___ EXTRAIT À LIRE ___
Les stipulations en cause sont celles des articles 3 de la convention fiscale signée le 10 mars 1964 entre la France et la Belgique (N° Lexbase : E2918EUM) et 6 de celle signée le 16 mars 1973 entre la France et les Pays-Bas (N° Lexbase : E0463EUP). Leur rédaction n’est pas strictement identique mais leur économie générale est similaire et conforme au modèle de convention fiscale de l’OCDE. Il en résulte que les revenus retirés de l’exploitation d’un bien immobilier sont imposables dans l’Etat de situation de ce bien, la notion de bien immobilier, qui peut recouvrir des immeubles aussi bien que des droits portant sur des immeubles, devant être appréciée d’après la législation de l’Etat où est situé le bien considéré. Les commentaires de l’article 6 du projet de convention modèle de l’OCDE de 1963[3] , antérieurs donc aux conventions qu’il s’agit ici d’appliquer[4] , précisaient que l’attribution à l’Etat de situation d’un bien immobilier des revenus tirés de son exploitation se justifie par le «lien économique très étroit» qui existe entre la source du revenu -l’immeuble- et l’Etat où il est implanté[5]. C’est pourquoi il y a lieu, nous le disions dans des conclusions prononcées sur une affaire Société BNP-Paribas lue le 1er octobre 2013 (CE 3° et 8° ch.-r., 1er octobre 2013, n° 351982, mentionné aux tables du recueil Lebon N° Lexbase : A3386KMD, RJF, 12/2013, n° 1123), de retenir en principe une conception étroite des revenus immobiliers : si la justification de leur imposition par l’Etat de situation du bien immobilier réside dans le lien très étroit entre ce bien et cet Etat, alors il faut, pour qu’un revenu puisse revêtir le caractère de revenu immobilier au sens des conventions fiscales suivant le modèle de l’OCDE, qu’il présente lui-même un lien étroit -ou du moins un lien point trop distendu- avec l’immeuble.
___ DONNÉES FOURNIES ___
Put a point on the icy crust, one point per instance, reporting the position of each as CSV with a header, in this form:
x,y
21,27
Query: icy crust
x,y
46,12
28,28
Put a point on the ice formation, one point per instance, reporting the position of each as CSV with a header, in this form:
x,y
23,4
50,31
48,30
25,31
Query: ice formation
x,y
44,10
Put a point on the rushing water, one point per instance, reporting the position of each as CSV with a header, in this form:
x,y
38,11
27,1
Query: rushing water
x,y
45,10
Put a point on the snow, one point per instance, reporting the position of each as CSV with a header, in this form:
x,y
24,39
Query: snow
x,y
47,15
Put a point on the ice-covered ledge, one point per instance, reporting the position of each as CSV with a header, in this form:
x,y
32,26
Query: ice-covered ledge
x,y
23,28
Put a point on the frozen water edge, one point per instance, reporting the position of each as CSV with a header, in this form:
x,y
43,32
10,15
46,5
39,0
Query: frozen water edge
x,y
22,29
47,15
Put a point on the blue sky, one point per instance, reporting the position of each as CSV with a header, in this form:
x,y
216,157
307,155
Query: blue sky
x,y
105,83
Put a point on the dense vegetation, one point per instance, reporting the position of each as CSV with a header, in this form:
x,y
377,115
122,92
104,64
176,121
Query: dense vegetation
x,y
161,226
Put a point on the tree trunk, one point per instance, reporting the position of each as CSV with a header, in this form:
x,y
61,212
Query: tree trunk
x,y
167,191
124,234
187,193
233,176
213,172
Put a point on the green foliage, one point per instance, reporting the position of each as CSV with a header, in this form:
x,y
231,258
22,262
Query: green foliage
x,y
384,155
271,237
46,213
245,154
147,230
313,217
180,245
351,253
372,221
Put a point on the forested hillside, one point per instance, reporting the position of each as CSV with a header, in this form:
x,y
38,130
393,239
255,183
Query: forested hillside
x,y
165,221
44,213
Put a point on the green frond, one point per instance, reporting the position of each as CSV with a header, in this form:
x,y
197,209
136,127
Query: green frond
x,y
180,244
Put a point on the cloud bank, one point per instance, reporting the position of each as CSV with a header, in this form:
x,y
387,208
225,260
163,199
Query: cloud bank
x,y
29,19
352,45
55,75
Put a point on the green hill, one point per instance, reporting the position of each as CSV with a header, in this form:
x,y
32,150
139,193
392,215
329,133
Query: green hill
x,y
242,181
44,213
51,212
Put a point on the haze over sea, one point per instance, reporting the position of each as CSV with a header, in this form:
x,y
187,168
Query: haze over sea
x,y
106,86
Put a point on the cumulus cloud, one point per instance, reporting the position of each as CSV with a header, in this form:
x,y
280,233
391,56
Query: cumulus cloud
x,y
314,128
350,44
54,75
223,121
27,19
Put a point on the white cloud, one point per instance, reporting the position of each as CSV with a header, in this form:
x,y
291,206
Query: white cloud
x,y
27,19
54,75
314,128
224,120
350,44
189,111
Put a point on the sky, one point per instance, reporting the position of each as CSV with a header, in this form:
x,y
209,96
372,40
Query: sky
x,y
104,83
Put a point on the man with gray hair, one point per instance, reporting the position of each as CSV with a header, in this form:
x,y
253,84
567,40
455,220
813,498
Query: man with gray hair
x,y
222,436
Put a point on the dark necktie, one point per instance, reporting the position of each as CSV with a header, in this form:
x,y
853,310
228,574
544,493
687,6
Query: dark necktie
___
- [SÉRIE D'EXERCICES]
(1) D’après l’extrait sur les conventions fiscales, dites si chacune des affirmations suivantes est exacte (oui ou non) et citez à chaque fois les mots décisifs du texte : (a) la convention entre la France et la Belgique a été signée le 10 mars 1964 ; (b) les deux conventions ont une rédaction strictement identique ; (c) la notion de bien immobilier s’apprécie d’après la législation de l’État de résidence du propriétaire.
(2) Présentez sous forme de liste, plus brièvement, le paragraphe de l’extrait sur les conventions fiscales qui commence par « Les stipulations en cause », en conservant ses faits principaux.
(3) Poursuivez l’extrait sur les conventions fiscales à partir de sa dernière phrase.

- [RÉPONSES PAR EXERCICE]
(1)
(a) Oui : « signée le 10 mars 1964 entre la France et la Belgique ».
(b) Non : « Leur rédaction n’est pas strictement identique ».
(c) Non : « devant être appréciée d’après la législation de l’Etat où est situé le bien considéré ».

(2)
- Dispositions en cause : l’article 3 de la convention fiscale franco-belge du 10 mars 1964 et l’article 6 de la convention fiscale franco-néerlandaise du 16 mars 1973.
- Leurs rédactions diffèrent, mais leur économie générale est similaire et conforme au modèle de convention fiscale de l’OCDE.
- Les revenus tirés de l’exploitation d’un bien immobilier sont imposables dans l’État où ce bien est situé.
- La notion de bien immobilier, qui couvre les immeubles comme les droits portant sur des immeubles, s’apprécie selon la législation de cet État.
- Les commentaires de l’article 6 du projet de convention modèle de l’OCDE de 1963 justifiaient cette règle par le « lien économique très étroit » entre l’immeuble et l’État où il est implanté.
- Il faut donc retenir en principe une conception étroite des revenus immobiliers, comme l’indiquaient les conclusions sur l’affaire Société BNP-Paribas (CE, 1er octobre 2013, n° 351982).
- Selon cette conception, un revenu n’est immobilier que s’il présente lui-même un lien étroit, ou du moins point trop distendu, avec l’immeuble.

(3)
 

Ne remet pas en cause cette conclusion le commentaire de l’article 6 du projet de convention modèle qui, entre 1963 et 1977, précisait que «le droit d’imposition de l’Etat de la source a la priorité vis-à-vis d’autres droits d’imposition, et joue aussi dans le cas où, dans le cadre d’une entreprise ou d’activités autres que les activités industrielles et commerciales, les revenus ne proviennent qu’indirectement des biens immobiliers». Ce commentaire avait pour seul objet de manifester, pour la détermination du lieu d’imposition, la priorité de la qualification de revenus immobiliers, lorsqu’il est possible de la retenir, sur les autres qualifications employées par le modèle de convention pour saisir les revenus d’activités, notamment les revenus d’entreprises[6] .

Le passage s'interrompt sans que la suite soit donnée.